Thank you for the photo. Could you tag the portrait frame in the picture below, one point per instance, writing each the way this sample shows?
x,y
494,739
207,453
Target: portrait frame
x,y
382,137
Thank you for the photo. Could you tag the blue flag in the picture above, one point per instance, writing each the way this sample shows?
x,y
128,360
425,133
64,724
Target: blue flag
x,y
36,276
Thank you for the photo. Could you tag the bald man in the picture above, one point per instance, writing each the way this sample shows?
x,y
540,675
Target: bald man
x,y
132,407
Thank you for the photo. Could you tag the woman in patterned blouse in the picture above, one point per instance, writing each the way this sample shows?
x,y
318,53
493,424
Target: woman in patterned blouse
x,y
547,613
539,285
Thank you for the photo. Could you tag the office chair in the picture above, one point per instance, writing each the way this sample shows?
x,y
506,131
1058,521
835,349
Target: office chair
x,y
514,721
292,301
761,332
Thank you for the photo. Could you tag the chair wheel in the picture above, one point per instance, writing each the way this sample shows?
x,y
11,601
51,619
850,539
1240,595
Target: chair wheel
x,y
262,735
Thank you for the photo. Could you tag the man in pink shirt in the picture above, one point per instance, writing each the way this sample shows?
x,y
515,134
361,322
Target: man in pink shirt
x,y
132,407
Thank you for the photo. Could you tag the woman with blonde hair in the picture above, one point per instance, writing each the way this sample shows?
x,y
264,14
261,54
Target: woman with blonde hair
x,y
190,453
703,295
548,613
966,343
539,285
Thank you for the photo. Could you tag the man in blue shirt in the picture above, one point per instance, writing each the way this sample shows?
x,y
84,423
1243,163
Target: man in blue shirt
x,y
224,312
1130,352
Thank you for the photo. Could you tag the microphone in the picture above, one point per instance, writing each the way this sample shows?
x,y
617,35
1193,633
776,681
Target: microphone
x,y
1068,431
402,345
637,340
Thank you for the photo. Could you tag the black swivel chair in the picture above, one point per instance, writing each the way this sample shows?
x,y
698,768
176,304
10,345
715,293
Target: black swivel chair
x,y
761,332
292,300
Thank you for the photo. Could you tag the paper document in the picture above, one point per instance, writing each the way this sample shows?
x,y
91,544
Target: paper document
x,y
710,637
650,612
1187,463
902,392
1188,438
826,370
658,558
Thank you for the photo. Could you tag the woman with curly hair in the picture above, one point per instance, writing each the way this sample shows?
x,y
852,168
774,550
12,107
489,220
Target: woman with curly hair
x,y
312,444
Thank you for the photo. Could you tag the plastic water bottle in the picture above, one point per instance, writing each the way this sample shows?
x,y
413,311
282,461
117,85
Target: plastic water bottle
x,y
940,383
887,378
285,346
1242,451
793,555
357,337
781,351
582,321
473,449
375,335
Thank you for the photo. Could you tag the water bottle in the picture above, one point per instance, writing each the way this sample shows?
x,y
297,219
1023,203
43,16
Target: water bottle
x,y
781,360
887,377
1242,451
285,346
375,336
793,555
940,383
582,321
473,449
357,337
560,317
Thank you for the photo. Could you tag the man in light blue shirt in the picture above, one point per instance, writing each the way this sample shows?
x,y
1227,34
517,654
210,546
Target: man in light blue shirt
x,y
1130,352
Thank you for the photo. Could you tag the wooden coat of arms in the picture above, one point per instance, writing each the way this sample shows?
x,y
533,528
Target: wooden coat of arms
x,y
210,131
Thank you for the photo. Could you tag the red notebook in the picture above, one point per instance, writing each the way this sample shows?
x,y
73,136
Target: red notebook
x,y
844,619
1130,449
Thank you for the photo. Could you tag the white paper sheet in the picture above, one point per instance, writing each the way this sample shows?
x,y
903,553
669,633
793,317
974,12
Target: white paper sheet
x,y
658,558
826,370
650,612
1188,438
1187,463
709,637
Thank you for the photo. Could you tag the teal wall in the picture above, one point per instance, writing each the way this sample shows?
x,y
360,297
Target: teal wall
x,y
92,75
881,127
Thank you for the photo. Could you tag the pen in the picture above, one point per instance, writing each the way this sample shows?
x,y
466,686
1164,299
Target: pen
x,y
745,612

════════════════════

Set down the records above once more, exactly as they stand.

Thank you for the photo. Could you tag the portrait frame in the picture below, one point per instance, writing each the way this sample shows?
x,y
494,739
207,453
Target: portrait frame
x,y
382,137
Thank you for the photo. Could you tag the blue flag in the picture above, one point per instance, writing each the way this sample shows?
x,y
128,360
425,133
64,724
Target: blue flag
x,y
36,276
Thank you for the photo. Could you tag the bald man in the picture above, one point per instance, writing each the way this sample shows?
x,y
540,675
Target: bald man
x,y
132,407
Thank you for the photo. Could you tag the woman in patterned blouse in the picture above, one point per instance, writing each the way this sample shows?
x,y
318,53
493,424
Target: woman in patterned blouse
x,y
547,613
539,285
Thank you for the photo. Could you tag the office chair in the picture above, one point per instance, writing each the way this sample shows?
x,y
506,131
1058,521
835,349
Target: office chair
x,y
514,721
292,301
761,332
Thank you for the photo. Could you tag the chair wheel in the picture above, one point per instance, writing each the way this sample shows?
x,y
11,601
51,619
850,539
1240,595
Target: chair wheel
x,y
262,735
Thank you for the photo. Could you tag the man in pink shirt in the picture above, one point per instance, writing each the way this sample shows?
x,y
515,134
361,322
Target: man in pink shirt
x,y
132,407
Thank you for the photo. Could you tag the woman with blonde hair in the picture above, one point per instance, writing each the way this sample shows?
x,y
264,14
261,54
Target: woman with blonde hair
x,y
190,453
703,295
548,613
966,343
539,285
Thank you for the photo. Could you tag the man in blue shirt in the picture above, one point per instance, writing each the way this sample shows?
x,y
84,423
1243,163
Target: man in blue shirt
x,y
224,312
1130,352
Thank you for the photo. Could you tag the microphone in the picture above, one point per instance, writing each the way this sample shows?
x,y
617,35
1193,633
776,681
Target: microphone
x,y
1068,431
402,345
637,340
Thank you for the photo. Could you tag the black swivel chair in the picture above, one point per instance, writing each the way this sample shows?
x,y
698,768
176,304
10,345
715,293
Target: black swivel chair
x,y
761,332
292,300
Thank you for the photo. Could you tag the paper document in the picture above, one point per instance, writing each the way this sample shows?
x,y
91,544
Target: paper document
x,y
710,637
650,612
1187,463
902,392
1188,438
826,370
658,558
Thank you for the photo. Could you tag the woman with curly hair in the picture above, one point per instance, writing each the way this sample shows?
x,y
852,168
774,550
12,107
489,220
Target: woman with curly hair
x,y
312,444
Thank you for the photo. Could you tag the plastic water bottle in the picture above, one point per instance, writing each the way this sample shows?
x,y
413,311
282,461
117,85
Target: plastic water bottle
x,y
940,383
887,378
285,346
1242,451
793,555
357,337
781,351
582,321
473,449
375,335
Thank you for the photo. Could you tag the water bottle in the picture above, one point per instance, writing each the way this sample shows?
x,y
297,219
1023,203
43,16
Target: water bottle
x,y
781,360
887,377
1242,451
285,346
375,336
793,555
940,383
582,321
473,449
357,337
560,317
Thank you for the photo. Could you tag the man in light blue shirt in the picture above, one point per instance, writing each the way this sample shows?
x,y
1227,34
517,654
210,546
Target: man in light blue shirt
x,y
1130,352
Thank you for the photo. Could you tag the wooden coat of arms in the picture above, one point per instance, writing each the way this sample shows?
x,y
533,528
Target: wooden coat of arms
x,y
210,131
Thank you for the photo. Could you tag the red notebook in the picture above, one point per instance, writing each the way this sample shows?
x,y
73,136
Target: red notebook
x,y
844,619
1130,449
Thank you for the photo. Could you tag the white paper sheet in the picture above, one point per instance, writing each the way this sample shows?
x,y
903,553
669,633
793,317
974,12
Target: white paper sheet
x,y
658,558
826,370
650,612
1188,438
1187,463
709,637
Thank you for the photo. Could you tag the teal wall in the picture above, one point per instance, writing each the way this sample shows?
x,y
360,297
Target: teal wall
x,y
92,75
881,127
Thank you for the photo. Could you tag the pen in the picture above, one point per instance, writing each the way this sample shows?
x,y
466,686
1164,299
Target: pen
x,y
745,612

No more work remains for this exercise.